The exercise — Write the next part of the article about investors returning to stocks, picking up after its final sentence.

Nov 11, 2019

Wall Street loves a party

Illustration: Sarah Grillo/Axios

Investors put their recession umbrellas back in the closet last week and broke out their party hats, as all three major U.S. stock indexes hit fresh record highs. The market is bullish on the expected pause in President Trump's trade war with China and market participants have plenty of ammo to drive stocks higher.

What's happening: Investors are moving back into risky assets like stocks in a big way and selling out of traditionally safe ones.

  • Last week global and European equity funds saw their largest inflows since December 2018, data from Deutsche Bank shows, while investors also moved strongly into long positions in oil, emerging market and high-beta currencies, and high-yield bonds.
  • U.S. investors also were bullish on U.S. equities, with stock inflows rising to their highest total since September, data from Bank of America Merrill Lynch shows.

Background: Prior to November, market participants had shunned stocks, preferring to sock money away in safe-haven investment grade and municipal bonds (on pace for their largest inflows ever) and money market funds, effectively savings accounts, which have attracted the most funds since 2009.

  • Analysis from Deutsche Bank shows outflows from equity funds and ETFs since December hit a record $330 billion, cumulatively.

Why it matters: The stock market's gains this year — up 23% year to date — have largely been driven by low volume and company share buybacks, rather than old-fashioned stock buying.

The big picture: “You could be contrarian and say [the money market flow is] positive, because if the market actually steadies itself and there’s a detente [in the trade war], that money’s going to go back into the equity market,” Quincy Krosby, chief market strategist at Prudential Financial, told CNBC last month.

Yes, but: Overall, the economy remains in much the same shape it was when investors were selling risk and buying safety.

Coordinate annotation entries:
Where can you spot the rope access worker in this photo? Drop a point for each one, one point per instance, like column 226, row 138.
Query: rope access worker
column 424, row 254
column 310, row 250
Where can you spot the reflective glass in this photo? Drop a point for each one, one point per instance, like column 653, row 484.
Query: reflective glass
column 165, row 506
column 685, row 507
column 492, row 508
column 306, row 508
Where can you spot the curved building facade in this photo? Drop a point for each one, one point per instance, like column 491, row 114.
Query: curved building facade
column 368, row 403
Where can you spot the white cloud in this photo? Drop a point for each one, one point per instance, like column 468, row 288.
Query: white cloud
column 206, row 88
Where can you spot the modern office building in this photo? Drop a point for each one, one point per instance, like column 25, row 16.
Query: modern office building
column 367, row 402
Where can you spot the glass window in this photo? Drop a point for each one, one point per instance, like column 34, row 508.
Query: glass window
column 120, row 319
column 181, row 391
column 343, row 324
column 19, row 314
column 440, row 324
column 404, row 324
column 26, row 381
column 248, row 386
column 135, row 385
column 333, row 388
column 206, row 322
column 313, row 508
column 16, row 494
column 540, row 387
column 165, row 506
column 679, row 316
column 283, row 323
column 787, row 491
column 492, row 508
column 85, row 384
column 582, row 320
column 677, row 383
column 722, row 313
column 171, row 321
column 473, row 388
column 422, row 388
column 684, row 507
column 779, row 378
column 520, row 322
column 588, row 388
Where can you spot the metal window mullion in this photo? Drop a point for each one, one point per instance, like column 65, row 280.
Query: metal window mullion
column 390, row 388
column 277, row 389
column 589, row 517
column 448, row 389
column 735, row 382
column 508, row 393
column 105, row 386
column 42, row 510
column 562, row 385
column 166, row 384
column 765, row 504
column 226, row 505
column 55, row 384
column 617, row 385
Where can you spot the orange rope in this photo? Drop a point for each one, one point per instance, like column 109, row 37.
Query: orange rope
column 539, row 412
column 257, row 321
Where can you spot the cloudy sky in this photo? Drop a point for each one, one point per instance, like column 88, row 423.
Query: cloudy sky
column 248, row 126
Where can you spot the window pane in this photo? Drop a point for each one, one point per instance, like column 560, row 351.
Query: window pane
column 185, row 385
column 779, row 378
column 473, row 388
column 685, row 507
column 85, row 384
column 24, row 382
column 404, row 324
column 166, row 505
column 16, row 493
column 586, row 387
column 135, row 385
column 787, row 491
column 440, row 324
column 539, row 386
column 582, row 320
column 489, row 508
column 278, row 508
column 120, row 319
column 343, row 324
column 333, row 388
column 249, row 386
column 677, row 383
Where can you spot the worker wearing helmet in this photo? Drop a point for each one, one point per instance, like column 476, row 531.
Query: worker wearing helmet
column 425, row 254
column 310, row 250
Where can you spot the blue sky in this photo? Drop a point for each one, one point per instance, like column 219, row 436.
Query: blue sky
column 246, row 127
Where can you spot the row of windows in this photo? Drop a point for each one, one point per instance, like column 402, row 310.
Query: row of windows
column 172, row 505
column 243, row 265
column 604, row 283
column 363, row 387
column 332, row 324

Task answer —
  • The trade war, even with a "phase one" deal, has not been resolved and tariffs remain in place.
  • The U.S. and global manufacturing industries remain in recession.
  • Leading indicators, including housing and transportation, are still struggling.
  • With 89% of companies reporting, U.S. company earnings are on pace to post a 2.4% decline in Q3, according to FactSet.
  • U.S. jobs growth is slowing and companies are cutting back on investment.

The stock market may not have economic fundamentals on its side yet, but it has the Fed and a growing number of companies ready to buy back shares of their own stock.

  • The Fed has cut U.S. interest rates to a range of 1.50% to 1.75% and is buying $60 billion worth of Treasury bills a month to pump cash into the market.
  • That will provide a major boost of liquidity, similar to the central bank's quantitative easing program that helped stocks rebound from the financial crisis in 2009.
  • Year to date, cumulative buybacks are up 25% year over year, analysts at Bank of America Merrill Lynch note, and buybacks in Q3 increased 28%.

The bottom line: The potential for a trade war detente has gotten investors bullish, but the fundamentals have not caught up yet.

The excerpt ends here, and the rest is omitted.